(Point placement records)
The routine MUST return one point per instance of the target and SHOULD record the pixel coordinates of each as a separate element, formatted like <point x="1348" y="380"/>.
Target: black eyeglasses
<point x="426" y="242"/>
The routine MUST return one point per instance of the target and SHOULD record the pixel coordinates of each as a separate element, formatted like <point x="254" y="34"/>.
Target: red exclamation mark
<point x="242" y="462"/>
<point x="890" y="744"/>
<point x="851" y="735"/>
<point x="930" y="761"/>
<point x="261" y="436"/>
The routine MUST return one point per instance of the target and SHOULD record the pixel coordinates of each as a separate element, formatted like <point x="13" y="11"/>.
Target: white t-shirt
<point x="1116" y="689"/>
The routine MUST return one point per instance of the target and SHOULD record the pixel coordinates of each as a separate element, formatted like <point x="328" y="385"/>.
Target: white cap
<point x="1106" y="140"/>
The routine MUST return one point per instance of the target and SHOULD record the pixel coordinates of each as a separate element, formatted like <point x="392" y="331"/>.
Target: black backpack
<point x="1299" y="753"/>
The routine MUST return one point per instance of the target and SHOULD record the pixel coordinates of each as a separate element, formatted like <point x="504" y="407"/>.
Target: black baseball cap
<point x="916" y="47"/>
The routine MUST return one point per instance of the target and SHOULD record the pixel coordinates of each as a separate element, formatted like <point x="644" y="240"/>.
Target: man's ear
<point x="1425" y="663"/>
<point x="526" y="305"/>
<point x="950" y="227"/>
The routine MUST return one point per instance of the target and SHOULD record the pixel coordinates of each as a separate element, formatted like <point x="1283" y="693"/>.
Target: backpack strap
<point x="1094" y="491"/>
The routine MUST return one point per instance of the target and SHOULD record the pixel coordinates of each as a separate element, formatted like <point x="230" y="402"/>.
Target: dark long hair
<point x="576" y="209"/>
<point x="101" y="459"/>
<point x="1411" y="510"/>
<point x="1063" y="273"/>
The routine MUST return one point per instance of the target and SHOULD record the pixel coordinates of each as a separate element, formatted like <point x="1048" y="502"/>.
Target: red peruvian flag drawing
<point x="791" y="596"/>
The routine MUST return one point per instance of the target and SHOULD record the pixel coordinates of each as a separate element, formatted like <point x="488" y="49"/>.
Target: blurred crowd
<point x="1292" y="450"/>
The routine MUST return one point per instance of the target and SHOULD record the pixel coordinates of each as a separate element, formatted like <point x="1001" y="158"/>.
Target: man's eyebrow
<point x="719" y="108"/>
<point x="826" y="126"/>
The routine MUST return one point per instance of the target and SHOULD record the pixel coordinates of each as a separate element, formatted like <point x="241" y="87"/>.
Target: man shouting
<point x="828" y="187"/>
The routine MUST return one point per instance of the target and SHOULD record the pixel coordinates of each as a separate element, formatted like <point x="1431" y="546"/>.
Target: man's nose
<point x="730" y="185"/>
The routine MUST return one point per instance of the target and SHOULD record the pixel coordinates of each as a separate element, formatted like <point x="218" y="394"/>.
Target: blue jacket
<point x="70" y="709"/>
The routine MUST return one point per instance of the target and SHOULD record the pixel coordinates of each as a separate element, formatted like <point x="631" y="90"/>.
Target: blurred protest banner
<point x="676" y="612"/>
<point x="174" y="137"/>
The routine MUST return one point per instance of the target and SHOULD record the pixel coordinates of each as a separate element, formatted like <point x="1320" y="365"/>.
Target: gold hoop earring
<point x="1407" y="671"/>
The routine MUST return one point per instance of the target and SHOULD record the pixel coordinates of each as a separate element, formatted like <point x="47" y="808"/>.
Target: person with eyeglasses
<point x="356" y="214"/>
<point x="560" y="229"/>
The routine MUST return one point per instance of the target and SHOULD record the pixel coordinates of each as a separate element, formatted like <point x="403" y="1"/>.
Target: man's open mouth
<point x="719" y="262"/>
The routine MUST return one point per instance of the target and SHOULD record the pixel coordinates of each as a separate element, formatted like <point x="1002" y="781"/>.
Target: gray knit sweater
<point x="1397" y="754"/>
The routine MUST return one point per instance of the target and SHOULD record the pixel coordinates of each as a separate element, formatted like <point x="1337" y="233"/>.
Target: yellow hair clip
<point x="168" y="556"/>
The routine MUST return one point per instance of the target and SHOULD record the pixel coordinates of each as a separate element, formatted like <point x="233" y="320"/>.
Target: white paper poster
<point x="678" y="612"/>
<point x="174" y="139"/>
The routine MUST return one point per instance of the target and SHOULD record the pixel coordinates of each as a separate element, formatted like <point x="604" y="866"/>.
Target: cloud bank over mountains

Written exercise: Copy out all of the lines above exactly.

The solution:
The routine MUST return one point per instance of the target and SHOULD record the pixel coordinates of each as a separate element, formatted like <point x="1348" y="380"/>.
Target: black eyeglasses
<point x="426" y="242"/>
The routine MUST return one point per instance of the target and SHOULD record the pixel coordinates of each as a separate element, formatted like <point x="254" y="34"/>.
Target: red exclamation mark
<point x="242" y="462"/>
<point x="890" y="744"/>
<point x="851" y="735"/>
<point x="930" y="761"/>
<point x="261" y="436"/>
The routine MUST return one point per instance of the target and SHOULD record the pixel coordinates of each as a separate element, formatted like <point x="13" y="11"/>.
Target: white t-shirt
<point x="1116" y="689"/>
The routine MUST return one point per instance of the target and SHOULD record the pixel coordinates of each as a separate element, formatted like <point x="328" y="385"/>.
Target: white cap
<point x="1106" y="140"/>
The routine MUST return one point per instance of the target and SHOULD record the pixel coordinates of each as a separate element, formatted like <point x="392" y="331"/>.
Target: black backpack
<point x="1299" y="753"/>
The routine MUST return one point per instance of the target and SHOULD record the pixel coordinates of each as a separate element, formatted like <point x="504" y="407"/>.
Target: black baseball cap
<point x="916" y="47"/>
The routine MUST return one point per instance of the target and SHOULD record the pixel coordinates of each as a separate element, formatted like <point x="644" y="240"/>.
Target: man's ear
<point x="1425" y="663"/>
<point x="526" y="305"/>
<point x="950" y="227"/>
The routine MUST return one point per instance of the target and SHOULD record the pixel coordinates of each as a separate element, formatted like <point x="1283" y="693"/>.
Target: backpack strap
<point x="1094" y="491"/>
The routine MUST return one point per instance of the target and SHOULD record the pixel coordinates of each as a separate element, formatted like <point x="230" y="402"/>.
Target: dark long hair
<point x="576" y="209"/>
<point x="101" y="459"/>
<point x="1411" y="510"/>
<point x="1063" y="273"/>
The routine MUST return one point per instance of the target and SHOULD record the pixel coordinates of each as a separate element, formatted like <point x="1048" y="502"/>.
Target: red peruvian flag drawing
<point x="791" y="596"/>
The routine MUST return one point per instance of the target and SHOULD record the pixel coordinates of each as a separate element, formatted like <point x="488" y="49"/>.
Target: blurred crowd
<point x="1292" y="450"/>
The routine MUST return one point per instance of the target and SHOULD record the pixel coordinates of each as a separate element, formatted like <point x="1001" y="158"/>.
Target: man's eyebrow
<point x="719" y="108"/>
<point x="826" y="126"/>
The routine MUST return one point per instance of the target and SHOULD record the pixel coordinates of each as a separate element, formatted like <point x="241" y="87"/>.
Target: man shouting
<point x="828" y="187"/>
The routine MUST return one point per instance of the target and SHOULD record the pixel coordinates of each as a separate element, formatted like <point x="1431" y="546"/>.
Target: man's nose
<point x="730" y="185"/>
The routine MUST return one point per instance of the target and SHOULD record the pixel coordinates of each as a separate element, formatted like <point x="218" y="394"/>.
Target: blue jacket
<point x="70" y="709"/>
The routine MUST return one point per instance of the target and SHOULD record the pixel coordinates of each as a separate element, formatted like <point x="631" y="90"/>.
Target: blurred protest banner
<point x="676" y="612"/>
<point x="174" y="137"/>
The routine MUST return one point per instance of the target and SHOULD record the pixel coordinates of each as a separate element, formatted like <point x="1320" y="365"/>.
Target: gold hoop earring
<point x="1407" y="671"/>
The routine MUST return one point per instance of the target and SHOULD record the pixel coordinates of each as a separate element, formatted like <point x="47" y="808"/>.
Target: person with eyeglasses
<point x="356" y="214"/>
<point x="560" y="229"/>
The routine MUST return one point per instance of the target and SHOULD record the pixel coordinates of each as a separate element, formatted like <point x="403" y="1"/>.
Target: man's open mouth
<point x="719" y="262"/>
The routine MUST return one point per instance of the target and SHOULD record the pixel coordinates of each as a separate element, formatted like <point x="1002" y="781"/>.
Target: gray knit sweater
<point x="1397" y="754"/>
The routine MUST return one point per instance of the target and SHOULD record the pixel coordinates of each as a separate element, formatted like <point x="1337" y="233"/>.
Target: yellow hair clip
<point x="168" y="556"/>
The routine MUST return one point per instance of the target and SHOULD record the pixel coordinates of each as a separate element, formatted like <point x="233" y="320"/>.
Target: white paper poster
<point x="678" y="612"/>
<point x="174" y="139"/>
The routine MUST return one point per instance of the target and SHOULD record the pixel coordinates of each as a separate element, formatted like <point x="604" y="866"/>.
Target: cloud bank over mountains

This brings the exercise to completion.